GOAL OF THE EXERCISE —
Which lines in the records contain the string "negative"? Pull each one out in full, treating uppercase and lowercase as different.
EXCERPTED RECORDS Start Marker
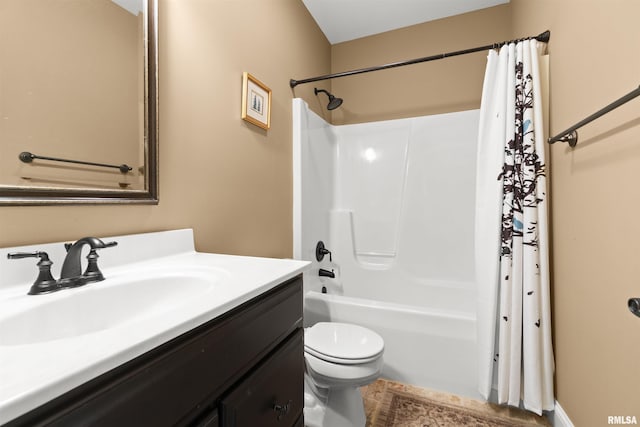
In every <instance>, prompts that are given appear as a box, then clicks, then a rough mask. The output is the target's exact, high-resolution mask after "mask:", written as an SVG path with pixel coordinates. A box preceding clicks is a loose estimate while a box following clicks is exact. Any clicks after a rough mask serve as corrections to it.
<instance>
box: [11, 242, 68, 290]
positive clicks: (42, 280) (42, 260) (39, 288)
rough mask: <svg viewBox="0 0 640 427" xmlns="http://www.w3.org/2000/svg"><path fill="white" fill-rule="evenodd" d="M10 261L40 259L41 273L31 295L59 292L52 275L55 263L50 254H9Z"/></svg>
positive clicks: (17, 252)
mask: <svg viewBox="0 0 640 427" xmlns="http://www.w3.org/2000/svg"><path fill="white" fill-rule="evenodd" d="M7 258H8V259H20V258H40V261H38V264H36V265H37V266H38V269H39V270H40V273H39V274H38V277H37V278H36V280H35V282H33V285H32V286H31V289H29V292H28V294H29V295H39V294H46V293H49V292H53V291H57V290H58V289H59V287H58V282H57V281H56V279H54V278H53V276H52V275H51V265H52V264H53V262H51V260H50V259H49V254H47V253H46V252H42V251H37V252H11V253H8V254H7Z"/></svg>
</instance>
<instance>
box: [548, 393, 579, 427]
mask: <svg viewBox="0 0 640 427" xmlns="http://www.w3.org/2000/svg"><path fill="white" fill-rule="evenodd" d="M549 418H550V421H551V425H552V426H554V427H574V425H573V423H572V422H571V419H570V418H569V416H568V415H567V413H566V412H564V409H562V406H560V403H558V401H557V400H556V405H555V408H554V410H553V413H551V414H549Z"/></svg>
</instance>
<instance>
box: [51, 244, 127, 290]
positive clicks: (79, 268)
mask: <svg viewBox="0 0 640 427" xmlns="http://www.w3.org/2000/svg"><path fill="white" fill-rule="evenodd" d="M117 244H118V242H108V243H105V242H103V241H102V240H100V239H98V238H96V237H84V238H82V239H80V240H78V241H77V242H75V243H74V244H70V243H66V244H65V245H64V246H65V248H66V249H67V256H66V257H65V259H64V262H63V263H62V271H61V272H60V280H58V285H59V286H61V287H75V286H82V285H85V284H87V283H92V282H99V281H101V280H104V276H103V275H102V272H101V271H100V269H99V268H98V254H97V253H96V249H103V248H109V247H112V246H116V245H117ZM85 245H89V248H90V249H89V255H87V261H88V262H89V263H88V264H87V269H86V270H85V271H84V273H82V270H81V260H80V254H81V253H82V248H83V247H84V246H85Z"/></svg>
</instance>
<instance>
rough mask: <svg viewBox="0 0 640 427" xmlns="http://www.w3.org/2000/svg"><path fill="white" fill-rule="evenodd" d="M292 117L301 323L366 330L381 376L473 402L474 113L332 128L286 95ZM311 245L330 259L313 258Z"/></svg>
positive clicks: (471, 112)
mask: <svg viewBox="0 0 640 427" xmlns="http://www.w3.org/2000/svg"><path fill="white" fill-rule="evenodd" d="M293 116H294V117H293V118H294V120H293V121H294V129H293V140H294V143H293V166H294V215H293V216H294V257H295V258H296V259H304V260H309V261H313V266H312V268H311V269H310V270H309V271H308V272H306V273H305V291H307V292H308V293H307V294H306V298H305V323H306V324H307V325H308V324H313V323H315V322H316V321H321V320H331V321H343V322H351V323H356V324H360V325H363V326H366V327H369V328H371V329H373V330H375V331H376V332H378V333H380V334H381V335H382V336H383V338H384V339H385V343H386V349H385V355H384V358H385V368H384V370H383V376H384V377H386V378H390V379H394V380H398V381H403V382H406V383H410V384H414V385H418V386H423V387H430V388H435V389H439V390H443V391H449V392H453V393H458V394H463V395H466V396H471V397H479V394H478V392H477V361H476V314H475V313H476V286H475V284H474V276H475V271H474V270H475V269H474V241H473V238H474V221H475V216H474V206H475V169H476V140H477V129H478V118H479V112H478V110H472V111H464V112H458V113H449V114H441V115H435V116H427V117H416V118H409V119H400V120H390V121H384V122H375V123H366V124H357V125H345V126H332V125H330V124H328V123H327V122H325V121H324V120H323V119H322V118H320V117H319V116H318V115H316V114H315V113H313V112H312V111H310V110H309V108H308V106H307V104H306V103H305V102H304V101H302V100H300V99H294V100H293ZM319 240H322V241H323V242H324V243H325V245H326V247H327V248H328V249H330V250H331V251H332V257H333V263H330V262H329V260H328V257H325V259H324V260H323V261H322V262H320V263H319V262H317V261H316V259H315V247H316V243H317V242H318V241H319ZM319 268H324V269H328V270H331V269H333V270H334V271H335V273H336V278H335V279H331V278H326V277H319V276H318V269H319ZM323 286H325V287H326V288H327V290H328V294H326V295H325V294H322V293H320V290H321V289H322V287H323Z"/></svg>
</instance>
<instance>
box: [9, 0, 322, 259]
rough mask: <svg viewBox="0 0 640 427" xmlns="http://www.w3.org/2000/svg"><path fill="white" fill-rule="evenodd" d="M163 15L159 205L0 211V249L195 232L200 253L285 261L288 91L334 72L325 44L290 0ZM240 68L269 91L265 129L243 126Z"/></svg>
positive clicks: (218, 2)
mask: <svg viewBox="0 0 640 427" xmlns="http://www.w3.org/2000/svg"><path fill="white" fill-rule="evenodd" d="M159 15H160V16H159V28H160V37H159V38H160V40H159V42H160V49H159V55H160V67H159V75H160V78H159V81H160V88H159V91H160V128H159V131H160V153H159V156H160V183H159V188H160V204H159V205H158V206H60V207H0V245H1V246H13V245H18V244H27V243H38V242H51V241H58V240H72V239H76V238H79V237H83V236H86V235H95V236H98V237H99V236H108V235H114V234H125V233H135V232H144V231H153V230H164V229H173V228H179V227H193V228H194V230H195V236H196V245H197V248H198V249H199V250H202V251H211V252H225V253H236V254H246V255H262V256H274V257H289V256H291V253H292V176H291V138H292V136H291V127H292V126H291V125H292V124H291V98H292V90H291V89H290V87H289V84H288V83H289V79H290V78H292V77H298V78H300V76H302V77H305V76H309V75H317V74H326V73H328V72H330V45H329V43H328V42H327V41H326V39H325V37H324V36H323V35H322V33H321V32H320V30H319V29H318V28H317V26H316V25H315V22H314V21H313V19H312V18H311V16H310V15H309V14H308V12H307V10H306V9H305V7H304V6H303V4H302V2H297V1H291V0H270V1H268V2H267V1H264V0H234V1H230V0H206V1H205V0H160V1H159ZM243 71H248V72H250V73H252V74H253V75H255V76H256V77H257V78H258V79H260V80H261V81H263V82H264V83H265V84H267V85H268V86H269V87H270V88H271V89H272V91H273V101H272V102H273V104H272V116H271V129H270V130H269V131H268V132H265V131H263V130H261V129H260V128H258V127H256V126H253V125H251V124H249V123H247V122H245V121H243V120H241V119H240V102H241V84H242V72H243ZM312 91H313V88H309V87H305V88H300V89H297V95H298V96H302V97H305V98H306V99H308V100H309V101H311V100H312V99H314V97H313V93H312ZM54 262H61V260H54Z"/></svg>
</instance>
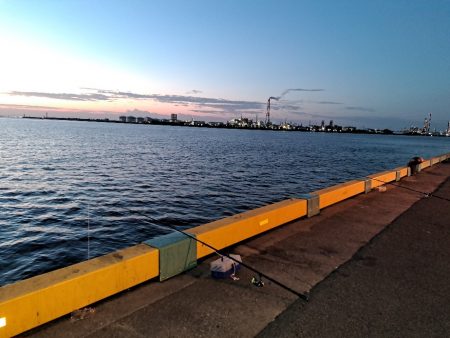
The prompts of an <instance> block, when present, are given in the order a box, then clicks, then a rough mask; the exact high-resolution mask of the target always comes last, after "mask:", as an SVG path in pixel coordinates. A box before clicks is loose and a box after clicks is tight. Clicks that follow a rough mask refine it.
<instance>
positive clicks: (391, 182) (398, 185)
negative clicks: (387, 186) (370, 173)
mask: <svg viewBox="0 0 450 338" xmlns="http://www.w3.org/2000/svg"><path fill="white" fill-rule="evenodd" d="M365 178H368V179H371V180H374V181H378V182H381V183H383V184H389V185H392V186H394V187H399V188H402V189H405V190H409V191H412V192H415V193H418V194H421V195H424V196H425V197H434V198H438V199H441V200H444V201H447V202H450V199H448V198H446V197H442V196H438V195H434V194H433V193H431V192H424V191H420V190H416V189H412V188H409V187H405V186H403V185H400V184H397V183H392V182H385V181H383V180H379V179H377V178H373V177H368V176H366V177H365Z"/></svg>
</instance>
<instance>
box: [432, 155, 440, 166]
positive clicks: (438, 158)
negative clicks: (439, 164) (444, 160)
mask: <svg viewBox="0 0 450 338" xmlns="http://www.w3.org/2000/svg"><path fill="white" fill-rule="evenodd" d="M439 162H441V158H440V157H433V158H432V159H431V165H435V164H437V163H439Z"/></svg>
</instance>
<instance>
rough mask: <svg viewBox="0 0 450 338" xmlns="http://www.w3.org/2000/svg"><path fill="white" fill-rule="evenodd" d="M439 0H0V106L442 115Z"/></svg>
mask: <svg viewBox="0 0 450 338" xmlns="http://www.w3.org/2000/svg"><path fill="white" fill-rule="evenodd" d="M449 36H450V1H437V0H436V1H415V0H410V1H345V0H344V1H232V0H230V1H221V2H219V1H85V0H78V1H72V0H65V1H56V0H53V1H44V0H40V1H31V0H29V1H27V0H22V1H20V0H0V43H1V45H2V52H1V53H0V74H3V76H1V77H0V114H7V113H17V114H22V113H29V114H37V115H39V114H42V113H43V112H49V114H50V115H52V114H53V115H61V114H66V115H67V114H69V115H71V116H84V115H87V114H89V113H91V112H92V113H94V114H96V115H97V116H110V117H111V116H118V115H120V114H124V113H130V112H133V114H135V115H139V114H142V115H155V116H156V114H170V113H178V114H180V116H186V117H189V116H199V117H202V118H204V119H208V120H226V119H230V118H233V117H236V116H240V115H241V114H243V115H244V116H248V117H251V118H254V117H255V115H256V114H258V116H259V118H263V117H264V110H265V102H266V101H267V98H268V97H270V96H278V95H280V93H282V92H283V91H284V90H286V89H288V88H303V89H323V91H292V92H290V93H289V94H287V95H286V96H285V97H283V98H282V99H281V100H280V101H278V102H275V103H274V105H273V111H272V116H273V120H274V121H275V122H276V121H277V120H278V121H281V120H285V119H287V120H289V121H298V122H303V123H309V121H312V122H320V121H321V120H322V119H326V120H328V119H333V120H334V121H335V122H337V123H340V124H353V125H358V126H366V127H378V128H384V127H391V128H397V129H398V128H402V127H407V126H410V125H411V124H416V125H419V124H422V121H423V118H424V117H425V116H426V115H427V114H428V113H432V114H433V123H434V127H438V128H443V127H444V124H446V121H448V120H450V108H449V107H450V38H449Z"/></svg>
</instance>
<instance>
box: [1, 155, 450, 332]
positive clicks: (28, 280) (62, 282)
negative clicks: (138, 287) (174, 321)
mask: <svg viewBox="0 0 450 338" xmlns="http://www.w3.org/2000/svg"><path fill="white" fill-rule="evenodd" d="M449 157H450V154H445V155H442V156H439V157H434V158H432V159H429V160H427V161H425V162H424V163H423V164H421V166H420V169H421V170H422V169H425V168H427V167H429V166H432V165H435V164H437V163H440V162H441V161H444V160H446V159H447V158H449ZM406 176H408V168H407V167H400V168H395V169H393V170H390V171H385V172H381V173H377V174H373V175H369V176H368V177H367V178H364V179H360V180H354V181H350V182H347V183H343V184H339V185H336V186H333V187H330V188H326V189H322V190H318V191H315V192H311V193H310V194H307V195H302V196H298V198H293V199H289V200H286V201H282V202H278V203H275V204H271V205H268V206H264V207H261V208H258V209H255V210H251V211H247V212H244V213H241V214H238V215H234V216H231V217H228V218H224V219H221V220H218V221H214V222H211V223H208V224H205V225H201V226H199V227H195V228H192V229H189V230H188V231H187V232H188V233H190V234H192V235H195V236H196V237H197V238H198V239H199V240H201V241H203V242H206V243H208V244H210V245H212V246H213V247H215V248H217V249H223V248H225V247H228V246H231V245H234V244H236V243H239V242H241V241H243V240H246V239H249V238H251V237H254V236H257V235H259V234H261V233H264V232H266V231H268V230H271V229H274V228H276V227H278V226H280V225H283V224H286V223H288V222H291V221H293V220H296V219H298V218H301V217H305V216H309V217H312V216H314V215H316V214H318V213H319V212H320V210H321V209H324V208H327V207H329V206H331V205H333V204H336V203H338V202H341V201H343V200H345V199H348V198H350V197H353V196H356V195H359V194H363V193H366V192H368V191H370V190H371V189H373V188H376V187H378V186H380V185H383V184H385V183H388V182H393V181H398V180H400V179H402V178H403V177H406ZM156 242H157V241H156ZM163 242H164V241H160V243H155V242H154V243H153V244H154V245H156V246H158V245H160V244H161V243H162V245H161V247H160V248H159V249H158V248H156V247H154V246H153V247H152V246H150V245H147V244H139V245H136V246H133V247H131V248H127V249H124V250H119V251H116V252H114V253H111V254H108V255H105V256H101V257H98V258H95V259H91V260H88V261H85V262H82V263H79V264H75V265H72V266H69V267H66V268H63V269H59V270H56V271H52V272H49V273H47V274H43V275H40V276H36V277H33V278H30V279H27V280H24V281H20V282H17V283H14V284H10V285H6V286H4V287H2V288H0V336H1V337H9V336H13V335H16V334H19V333H21V332H24V331H27V330H29V329H31V328H34V327H36V326H39V325H41V324H44V323H46V322H48V321H51V320H53V319H55V318H58V317H60V316H63V315H65V314H68V313H70V312H72V311H74V310H76V309H79V308H81V307H84V306H87V305H89V304H92V303H94V302H97V301H99V300H101V299H104V298H106V297H109V296H111V295H114V294H116V293H118V292H121V291H123V290H126V289H128V288H130V287H132V286H135V285H138V284H140V283H143V282H145V281H148V280H151V279H155V278H156V277H158V276H160V274H161V271H164V272H165V273H167V272H169V273H170V272H171V271H176V270H177V269H180V266H181V269H182V268H183V264H184V263H183V262H182V263H183V264H181V263H180V264H181V265H180V264H178V265H177V261H178V260H179V259H180V258H182V259H185V257H186V255H185V254H183V251H181V255H179V257H177V255H176V254H174V252H175V253H176V250H175V251H172V252H171V251H170V250H169V251H167V249H168V248H170V247H172V246H174V247H175V248H176V247H177V243H178V242H180V240H179V239H176V240H174V241H171V240H170V239H169V241H168V242H166V243H163ZM194 243H195V259H200V258H203V257H205V256H207V255H209V254H210V253H211V252H212V250H211V249H209V248H208V247H206V246H204V245H203V244H201V243H199V242H194ZM150 244H151V243H150ZM191 246H192V243H188V250H190V249H191ZM163 252H164V253H165V254H166V253H168V256H167V257H171V259H170V260H167V259H166V260H164V259H163V260H161V257H162V253H163ZM161 262H162V263H163V266H162V265H160V263H161ZM172 268H173V269H172ZM181 271H183V270H181ZM181 271H180V272H181Z"/></svg>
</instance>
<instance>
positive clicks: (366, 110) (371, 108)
EXCERPTED RECORDS End Marker
WRITTEN ANSWER —
negative clicks: (387, 186) (370, 173)
negative clicks: (439, 164) (444, 160)
negative clicks: (138, 287) (174, 321)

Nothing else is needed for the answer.